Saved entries
* * *

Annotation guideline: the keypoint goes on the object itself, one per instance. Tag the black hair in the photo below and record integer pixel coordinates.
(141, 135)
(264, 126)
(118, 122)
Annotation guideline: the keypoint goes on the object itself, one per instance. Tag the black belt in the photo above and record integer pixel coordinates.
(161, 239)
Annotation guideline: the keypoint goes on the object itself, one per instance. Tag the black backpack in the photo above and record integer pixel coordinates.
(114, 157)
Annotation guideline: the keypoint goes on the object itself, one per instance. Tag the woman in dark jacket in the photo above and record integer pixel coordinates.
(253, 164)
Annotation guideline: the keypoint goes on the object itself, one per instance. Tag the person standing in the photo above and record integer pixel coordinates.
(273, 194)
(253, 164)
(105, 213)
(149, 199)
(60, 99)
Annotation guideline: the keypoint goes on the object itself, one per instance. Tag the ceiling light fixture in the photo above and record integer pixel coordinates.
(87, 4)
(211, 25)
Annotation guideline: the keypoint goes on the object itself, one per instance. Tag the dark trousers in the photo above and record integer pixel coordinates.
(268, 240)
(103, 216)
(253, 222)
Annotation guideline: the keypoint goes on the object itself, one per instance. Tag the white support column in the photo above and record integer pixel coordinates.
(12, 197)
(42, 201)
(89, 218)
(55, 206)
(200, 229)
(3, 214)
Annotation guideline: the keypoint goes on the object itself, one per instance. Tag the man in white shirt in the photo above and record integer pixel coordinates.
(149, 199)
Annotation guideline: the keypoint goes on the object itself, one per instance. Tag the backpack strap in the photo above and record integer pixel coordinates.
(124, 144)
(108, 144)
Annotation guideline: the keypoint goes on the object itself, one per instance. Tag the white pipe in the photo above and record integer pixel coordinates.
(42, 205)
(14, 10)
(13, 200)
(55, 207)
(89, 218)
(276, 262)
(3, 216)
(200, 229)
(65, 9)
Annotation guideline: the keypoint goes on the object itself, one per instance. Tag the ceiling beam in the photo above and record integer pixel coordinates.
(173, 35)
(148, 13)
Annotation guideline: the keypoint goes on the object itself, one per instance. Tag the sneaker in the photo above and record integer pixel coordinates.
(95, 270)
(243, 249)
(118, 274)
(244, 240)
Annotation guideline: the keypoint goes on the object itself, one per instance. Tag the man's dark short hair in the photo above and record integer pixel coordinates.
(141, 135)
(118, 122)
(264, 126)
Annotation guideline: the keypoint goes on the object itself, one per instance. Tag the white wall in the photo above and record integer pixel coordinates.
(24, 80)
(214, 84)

* * *

§ Brief: Each record should be given again exactly as it reads.

§ Final answer:
Annotation guideline: the keypoint goes on the object itself, one per instance. Tag the black hair in the photo below and record integer pixel coordinates.
(141, 135)
(264, 126)
(118, 122)
Annotation guideline: the keypoint goes on the object itself, one per instance. Tag the black belt in the photo above and record integer pixel coordinates.
(161, 239)
Annotation guideline: the keypoint goes on the object itself, one per instance. Tag the black backpack in the photo above and record integer pixel coordinates.
(114, 157)
Annotation guideline: the keypoint goes on the object itself, one per instance. Tag the woman in dark jacket in the photo above and record integer pixel coordinates.
(253, 164)
Annotation guideline: the keypoint goes on the object itself, one per instance. Tag the person standing in the photo above and record integer pixel coordinates.
(273, 194)
(253, 164)
(105, 213)
(149, 199)
(60, 99)
Annotation guideline: the keypoint goes on the object itself, one per instance. Tag the ceiling light fixture in the photo above and record integer pixel coordinates.
(87, 4)
(211, 25)
Annotation guideline: the keypoint goes on the object itself, one per instance. Tag the dark trousers in the photo above and record integer pixel coordinates.
(268, 240)
(103, 216)
(253, 222)
Annotation guideline: the keypoint goes on the object itself, one per instance. Tag the white support column in the photo above and record integer pixel coordinates.
(12, 197)
(42, 201)
(89, 218)
(55, 206)
(200, 229)
(3, 214)
Annotation guideline: the keypoint goes on the object itself, one per instance. Tag the man in white shirt in the photo above and record integer pixel coordinates.
(149, 199)
Annotation guideline: the keypoint goes on the object itself, one per instance. Tag the backpack strap in the photo above and record integer pixel coordinates.
(124, 144)
(108, 144)
Annotation guideline: the keypoint goes on the object itself, one per instance. Tag the white pipe in the photo above and record integer pixel coordinates.
(42, 205)
(14, 10)
(13, 200)
(55, 207)
(89, 218)
(276, 262)
(3, 216)
(200, 229)
(65, 9)
Annotation guideline: the keypoint goes on the object itself, one per instance. Tag the ceiling beam in the photo above and record integer pixel coordinates.
(173, 35)
(148, 13)
Annotation guideline: the keypoint goes on the object itself, one per instance. Tag the sneaker in the photo above and record integer pixel coordinates.
(95, 270)
(243, 249)
(118, 274)
(244, 240)
Annotation guideline: the keypoint goes on the object itself, one per instance. Tag the man's dark short hair in the photo above and record integer pixel coordinates.
(141, 135)
(118, 122)
(264, 126)
Annotation guideline: the keypoint goes on the object itself, one per instance. Tag the white wall in the photo above and record integer pixel coordinates.
(24, 80)
(214, 84)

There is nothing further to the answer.